[TASK TO CARRY OUT]
Transcribe, without alteration, the line that includes "point_to(query) identifies every instance of the green painted" and each line after it until the records end, omitting all that precede it.
#### TASK INPUTS ####
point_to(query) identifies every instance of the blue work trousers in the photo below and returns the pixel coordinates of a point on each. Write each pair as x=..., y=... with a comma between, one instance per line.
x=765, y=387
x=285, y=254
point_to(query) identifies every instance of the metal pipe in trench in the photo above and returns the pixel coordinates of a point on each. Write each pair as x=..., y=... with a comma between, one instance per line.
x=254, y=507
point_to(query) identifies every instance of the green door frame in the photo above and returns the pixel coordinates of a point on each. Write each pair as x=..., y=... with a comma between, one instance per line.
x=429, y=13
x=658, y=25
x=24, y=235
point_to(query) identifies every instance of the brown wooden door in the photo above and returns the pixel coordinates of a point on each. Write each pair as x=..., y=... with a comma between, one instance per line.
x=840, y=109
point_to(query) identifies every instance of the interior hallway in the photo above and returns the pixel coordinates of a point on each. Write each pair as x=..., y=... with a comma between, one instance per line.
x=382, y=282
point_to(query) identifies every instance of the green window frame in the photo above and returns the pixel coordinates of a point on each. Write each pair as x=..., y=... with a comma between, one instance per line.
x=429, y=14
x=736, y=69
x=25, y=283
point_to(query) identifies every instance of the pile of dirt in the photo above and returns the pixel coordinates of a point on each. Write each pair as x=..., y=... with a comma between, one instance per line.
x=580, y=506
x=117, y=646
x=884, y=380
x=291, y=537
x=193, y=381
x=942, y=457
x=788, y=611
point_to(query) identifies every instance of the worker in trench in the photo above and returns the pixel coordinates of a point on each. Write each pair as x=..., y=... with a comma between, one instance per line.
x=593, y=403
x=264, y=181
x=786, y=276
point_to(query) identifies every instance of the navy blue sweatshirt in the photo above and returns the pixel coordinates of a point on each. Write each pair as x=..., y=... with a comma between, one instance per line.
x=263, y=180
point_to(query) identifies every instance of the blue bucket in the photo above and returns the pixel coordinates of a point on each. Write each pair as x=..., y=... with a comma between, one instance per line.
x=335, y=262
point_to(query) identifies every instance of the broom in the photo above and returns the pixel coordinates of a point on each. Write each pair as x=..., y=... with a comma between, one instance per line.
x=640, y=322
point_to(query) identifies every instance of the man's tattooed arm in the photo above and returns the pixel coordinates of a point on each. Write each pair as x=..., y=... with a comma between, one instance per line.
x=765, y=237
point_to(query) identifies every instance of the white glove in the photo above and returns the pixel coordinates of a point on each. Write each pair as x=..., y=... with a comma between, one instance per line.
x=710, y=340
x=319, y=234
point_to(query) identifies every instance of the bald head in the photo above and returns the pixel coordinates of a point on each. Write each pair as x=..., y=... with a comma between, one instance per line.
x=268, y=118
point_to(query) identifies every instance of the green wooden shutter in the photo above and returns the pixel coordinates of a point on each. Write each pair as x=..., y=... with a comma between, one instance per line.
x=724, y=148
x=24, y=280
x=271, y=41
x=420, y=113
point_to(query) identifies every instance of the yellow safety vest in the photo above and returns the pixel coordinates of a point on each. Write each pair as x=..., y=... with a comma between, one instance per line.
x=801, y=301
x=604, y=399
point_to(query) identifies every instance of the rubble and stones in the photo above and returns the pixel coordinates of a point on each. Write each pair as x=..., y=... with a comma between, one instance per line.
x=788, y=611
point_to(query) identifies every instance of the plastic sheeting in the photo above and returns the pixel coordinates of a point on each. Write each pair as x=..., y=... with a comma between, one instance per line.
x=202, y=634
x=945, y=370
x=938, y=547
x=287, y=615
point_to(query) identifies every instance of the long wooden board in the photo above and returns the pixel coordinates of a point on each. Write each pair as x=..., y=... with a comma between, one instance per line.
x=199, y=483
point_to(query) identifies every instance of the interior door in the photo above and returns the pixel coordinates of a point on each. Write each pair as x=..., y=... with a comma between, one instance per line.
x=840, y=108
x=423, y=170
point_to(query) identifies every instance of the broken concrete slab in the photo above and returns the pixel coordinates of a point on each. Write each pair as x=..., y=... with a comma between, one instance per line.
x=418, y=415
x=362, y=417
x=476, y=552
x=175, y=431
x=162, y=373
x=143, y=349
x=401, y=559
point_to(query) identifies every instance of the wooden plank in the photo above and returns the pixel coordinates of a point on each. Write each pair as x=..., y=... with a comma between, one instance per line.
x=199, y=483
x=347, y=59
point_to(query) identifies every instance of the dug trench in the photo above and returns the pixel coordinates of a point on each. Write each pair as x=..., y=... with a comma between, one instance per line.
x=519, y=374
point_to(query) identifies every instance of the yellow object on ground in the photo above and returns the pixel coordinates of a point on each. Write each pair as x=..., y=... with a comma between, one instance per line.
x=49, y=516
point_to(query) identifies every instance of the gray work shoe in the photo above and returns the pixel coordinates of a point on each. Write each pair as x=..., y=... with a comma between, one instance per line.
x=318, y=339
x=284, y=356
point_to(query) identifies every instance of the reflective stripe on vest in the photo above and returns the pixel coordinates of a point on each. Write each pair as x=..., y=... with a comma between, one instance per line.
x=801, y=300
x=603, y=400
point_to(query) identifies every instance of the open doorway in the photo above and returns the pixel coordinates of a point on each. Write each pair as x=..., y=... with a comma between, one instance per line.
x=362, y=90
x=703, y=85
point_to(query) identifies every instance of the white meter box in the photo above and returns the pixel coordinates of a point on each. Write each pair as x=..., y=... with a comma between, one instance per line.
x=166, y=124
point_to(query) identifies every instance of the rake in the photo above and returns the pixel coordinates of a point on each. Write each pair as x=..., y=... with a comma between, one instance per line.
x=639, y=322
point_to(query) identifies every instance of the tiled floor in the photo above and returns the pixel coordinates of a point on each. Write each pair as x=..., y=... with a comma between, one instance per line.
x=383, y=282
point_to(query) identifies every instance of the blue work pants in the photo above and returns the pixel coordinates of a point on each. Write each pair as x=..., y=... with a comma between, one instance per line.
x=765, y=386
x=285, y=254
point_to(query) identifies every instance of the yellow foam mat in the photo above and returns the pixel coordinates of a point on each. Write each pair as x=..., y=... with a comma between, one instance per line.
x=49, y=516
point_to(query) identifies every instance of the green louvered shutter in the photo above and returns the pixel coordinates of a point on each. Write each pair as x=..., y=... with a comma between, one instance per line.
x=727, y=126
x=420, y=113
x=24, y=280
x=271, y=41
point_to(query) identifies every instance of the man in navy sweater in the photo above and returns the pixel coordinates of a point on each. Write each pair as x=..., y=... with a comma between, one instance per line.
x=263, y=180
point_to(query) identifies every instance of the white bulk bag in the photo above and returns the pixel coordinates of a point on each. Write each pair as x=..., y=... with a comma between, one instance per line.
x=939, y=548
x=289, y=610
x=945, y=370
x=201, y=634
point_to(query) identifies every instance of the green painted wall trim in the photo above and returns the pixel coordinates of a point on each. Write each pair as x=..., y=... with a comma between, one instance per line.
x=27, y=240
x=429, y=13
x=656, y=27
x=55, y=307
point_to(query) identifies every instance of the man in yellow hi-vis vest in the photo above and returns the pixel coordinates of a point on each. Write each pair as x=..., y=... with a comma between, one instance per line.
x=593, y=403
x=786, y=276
####
[FINISHED EXERCISE]
point_to(query) identifies every instance of the green painted wall trim in the photo above and returns the pixel coordinates of a point on each. Write each pair as x=..., y=... with a comma between, one instance per line.
x=27, y=240
x=429, y=13
x=656, y=27
x=55, y=307
point_to(query) identifies every instance of the man in yellow hi-vis vest in the photo above and returns the pixel coordinates of a point on each. Write each pair as x=..., y=... with a comma between, one instance per line.
x=593, y=403
x=786, y=276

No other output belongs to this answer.